◆ **Exercise directions**
Every line from the first in the listing below to the line containing "Expected: the position of each instance of the window, given" is to be repeated exactly, and no line past it.

*** Opening Data for this task ***

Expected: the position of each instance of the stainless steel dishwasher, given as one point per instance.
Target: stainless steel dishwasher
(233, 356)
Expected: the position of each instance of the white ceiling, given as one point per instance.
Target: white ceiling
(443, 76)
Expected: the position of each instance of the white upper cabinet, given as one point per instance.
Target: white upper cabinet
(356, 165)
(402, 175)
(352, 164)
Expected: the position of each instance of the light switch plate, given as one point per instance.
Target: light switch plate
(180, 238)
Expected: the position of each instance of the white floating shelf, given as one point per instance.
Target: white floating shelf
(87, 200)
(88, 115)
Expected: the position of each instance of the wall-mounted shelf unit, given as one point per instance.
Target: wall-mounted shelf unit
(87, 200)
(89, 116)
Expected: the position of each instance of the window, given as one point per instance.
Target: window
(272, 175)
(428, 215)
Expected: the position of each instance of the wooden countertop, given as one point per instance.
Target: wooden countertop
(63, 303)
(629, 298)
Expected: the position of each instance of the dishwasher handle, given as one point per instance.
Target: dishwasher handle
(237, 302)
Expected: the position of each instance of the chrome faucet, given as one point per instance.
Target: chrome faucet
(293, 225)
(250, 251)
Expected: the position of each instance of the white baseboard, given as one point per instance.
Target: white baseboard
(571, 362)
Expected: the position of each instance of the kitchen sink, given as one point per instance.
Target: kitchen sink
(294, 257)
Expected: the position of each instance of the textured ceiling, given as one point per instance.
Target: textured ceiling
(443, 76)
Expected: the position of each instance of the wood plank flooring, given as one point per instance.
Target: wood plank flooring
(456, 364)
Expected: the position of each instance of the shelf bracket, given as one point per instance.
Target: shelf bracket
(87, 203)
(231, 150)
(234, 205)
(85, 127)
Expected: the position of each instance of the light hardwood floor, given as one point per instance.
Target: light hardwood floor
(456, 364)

*** Closing Data for this task ***

◆ **Worked solution**
Expected: the position of each instance of the stainless steel dishwasher, given as one point per instance.
Target: stainless steel dishwasher
(233, 356)
Expected: the position of each instance of the white ceiling, given as one point per instance.
Target: white ceiling
(443, 76)
Expected: the position of each instance of the white upper cabinet, given as one point per instance.
Target: white upper cabinet
(356, 165)
(402, 175)
(352, 164)
Expected: the position of each instance of the light switch plate, given as one point per instance.
Target: light switch plate
(180, 238)
Expected: the position of each instance of the white floating shelf, given as one point per instance.
Target: white floating shelf
(87, 200)
(88, 115)
Expected: the position of each instance of the wall-mounted shelf unit, given as one point per instance.
Target: wall-mounted shelf unit
(87, 200)
(89, 116)
Expected: the position of each instance of the window, given as one point per instance.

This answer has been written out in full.